**Work instruction:**
When you return the data, keep every word exact and include none of the images.

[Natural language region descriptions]
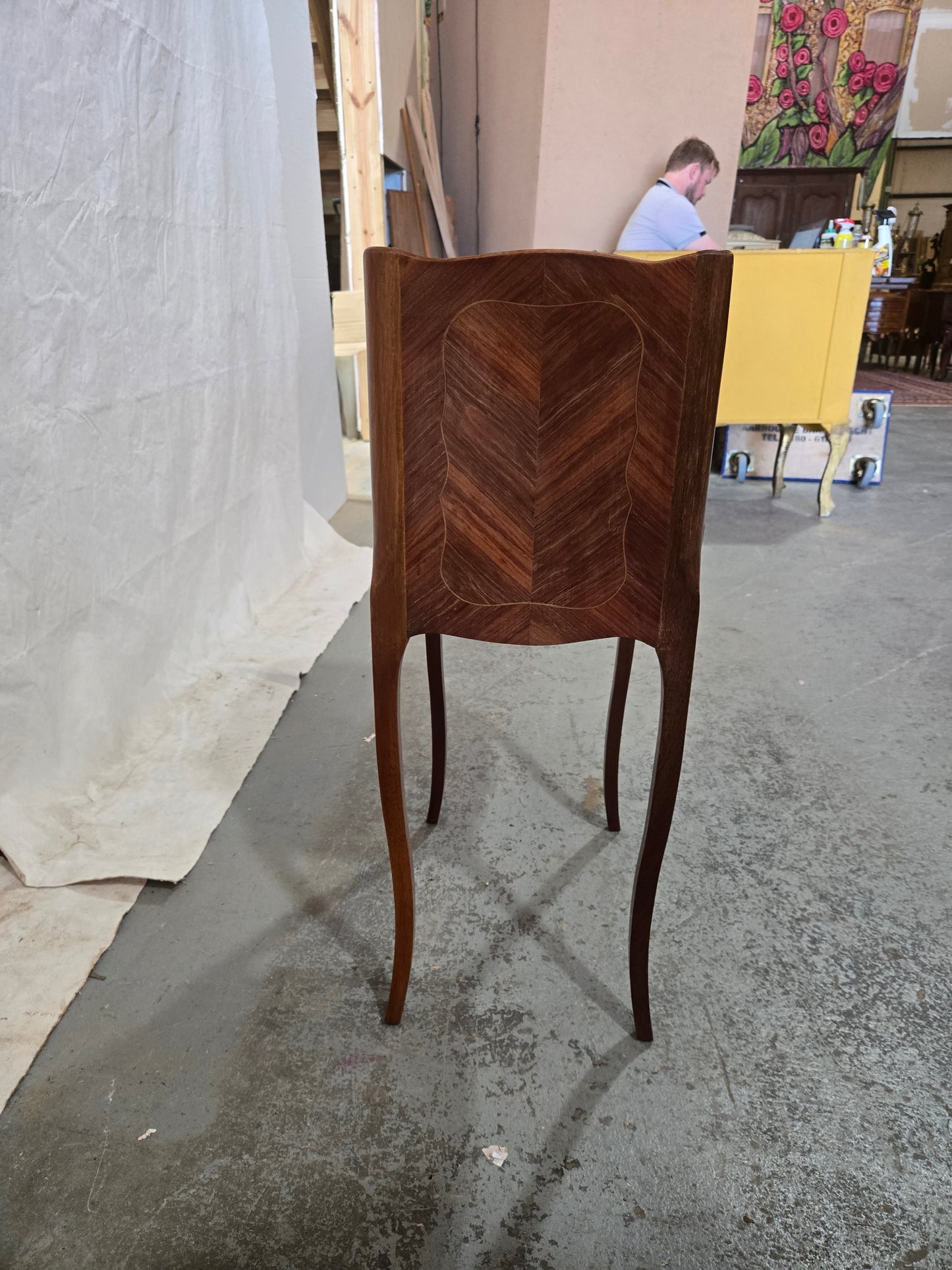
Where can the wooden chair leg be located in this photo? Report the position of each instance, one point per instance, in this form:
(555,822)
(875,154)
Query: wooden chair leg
(838,440)
(613,730)
(390,774)
(787,431)
(438,724)
(677,666)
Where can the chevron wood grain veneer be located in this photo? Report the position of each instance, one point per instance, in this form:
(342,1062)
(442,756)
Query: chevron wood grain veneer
(541,436)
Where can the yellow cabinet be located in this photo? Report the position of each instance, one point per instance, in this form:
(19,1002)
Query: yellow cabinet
(796,319)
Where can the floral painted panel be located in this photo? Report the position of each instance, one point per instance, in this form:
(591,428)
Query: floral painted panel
(826,83)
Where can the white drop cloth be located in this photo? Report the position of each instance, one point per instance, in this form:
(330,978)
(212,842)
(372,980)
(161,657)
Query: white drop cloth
(159,590)
(150,464)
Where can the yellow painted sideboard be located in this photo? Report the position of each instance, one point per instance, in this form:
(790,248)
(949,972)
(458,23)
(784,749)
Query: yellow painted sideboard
(794,332)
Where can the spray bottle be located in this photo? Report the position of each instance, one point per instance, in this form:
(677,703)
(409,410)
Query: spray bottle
(882,257)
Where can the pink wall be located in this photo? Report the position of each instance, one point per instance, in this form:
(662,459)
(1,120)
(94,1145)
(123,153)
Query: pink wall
(580,104)
(626,80)
(512,68)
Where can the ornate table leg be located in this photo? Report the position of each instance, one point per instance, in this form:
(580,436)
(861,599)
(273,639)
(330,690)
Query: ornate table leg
(787,431)
(839,440)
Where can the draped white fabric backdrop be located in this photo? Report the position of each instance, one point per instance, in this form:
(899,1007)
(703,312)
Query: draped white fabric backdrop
(150,461)
(160,586)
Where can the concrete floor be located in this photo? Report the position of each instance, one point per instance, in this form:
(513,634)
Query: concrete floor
(795,1108)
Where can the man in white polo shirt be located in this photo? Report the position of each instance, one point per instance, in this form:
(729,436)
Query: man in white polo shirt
(665,219)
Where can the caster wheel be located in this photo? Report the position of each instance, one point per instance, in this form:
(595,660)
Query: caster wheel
(874,412)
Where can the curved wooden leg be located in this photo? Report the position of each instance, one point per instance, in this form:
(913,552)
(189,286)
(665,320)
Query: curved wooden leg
(677,666)
(613,730)
(838,440)
(787,431)
(438,724)
(390,774)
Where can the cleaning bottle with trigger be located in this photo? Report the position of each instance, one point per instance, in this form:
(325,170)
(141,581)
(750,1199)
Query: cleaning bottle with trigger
(882,257)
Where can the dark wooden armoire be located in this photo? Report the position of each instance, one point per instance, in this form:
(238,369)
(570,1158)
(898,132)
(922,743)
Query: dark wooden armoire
(777,202)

**Response area:**
Where can the wooden chair leg be located in this photo? Report the position of each instance, one point per instance, in this form:
(555,822)
(875,154)
Query: wooden chair leg
(838,440)
(613,730)
(390,774)
(787,431)
(438,724)
(677,666)
Where can the chevron wood grain veneer be located in this photo? Report the position of each instance, one point per instance, in this form:
(342,1062)
(442,756)
Query: chevron wood grain veneer
(541,436)
Where can the yellow cabinet be located in this photo? Report the position of each instance, one point per instance, in this form:
(19,1002)
Query: yellow cabinet
(796,319)
Where can the floral painted panel be located in this photo? Report the position of each instance, one point per instance, in this form:
(591,428)
Query: floral painted panel
(826,83)
Where can the white drop cloth be located in this photo? Report the position of each instance, one point per instance, in this form:
(330,978)
(212,842)
(372,980)
(161,657)
Query: white drop cloth
(159,590)
(150,464)
Where can the yellow painted sideboard be located in this photo? Report the position of each instance, one point per instance, in this form:
(790,248)
(949,972)
(458,23)
(784,749)
Query: yellow painted sideboard
(794,332)
Where can the spray bottle be located in this photo? Report the position of each instance, one point per instance, in this form:
(677,703)
(409,410)
Query: spray bottle
(882,257)
Where can the pink wall be located in this photo? Report the position of each instance, one point per instance, in this form:
(662,459)
(1,120)
(94,1145)
(123,153)
Query: pink wall
(580,104)
(626,80)
(512,68)
Where can the ornate table leg be located in this photo? Report the position of each instance, one point per instance, in this form:
(580,436)
(861,599)
(273,639)
(330,690)
Query: ornate table leg
(787,431)
(839,440)
Where can the draped white fabric backdrop be located in this photo? Report the position of each instance, one point per instance, in this form:
(899,1007)
(703,312)
Query: draped white fabric backdrop
(150,461)
(160,586)
Where can the concrete floor be located in this photo? Report the position of each instance, one point per instance, in this form:
(513,634)
Query: concrete floor
(795,1108)
Where can the man in white polo shirt be located in this photo? Report the position of each instance, one point per instance, in this form:
(729,436)
Query: man in white polo shirt
(665,219)
Where can the caster wheel be located in this photo? Report the position of each instance, one point per instance, in this form:
(595,660)
Query: caster wheel
(874,412)
Where can the curved wooden leg be located in this photo? Report the position of each instance, one point per instance, in this form:
(913,552)
(189,286)
(665,320)
Query: curved wooden leg
(677,666)
(613,730)
(838,440)
(787,431)
(438,724)
(390,774)
Where can the cleaning bottle with trigger be located in this photo? Report the position of each instance, one point per instance, in this form:
(325,170)
(141,581)
(750,1199)
Query: cleaning bottle with trigger
(882,257)
Where can the dark wooden armoire be located in this photo? Report the position of each instance, one point per instance, in this form:
(238,369)
(570,1158)
(898,132)
(922,743)
Query: dark wooden armoire
(777,202)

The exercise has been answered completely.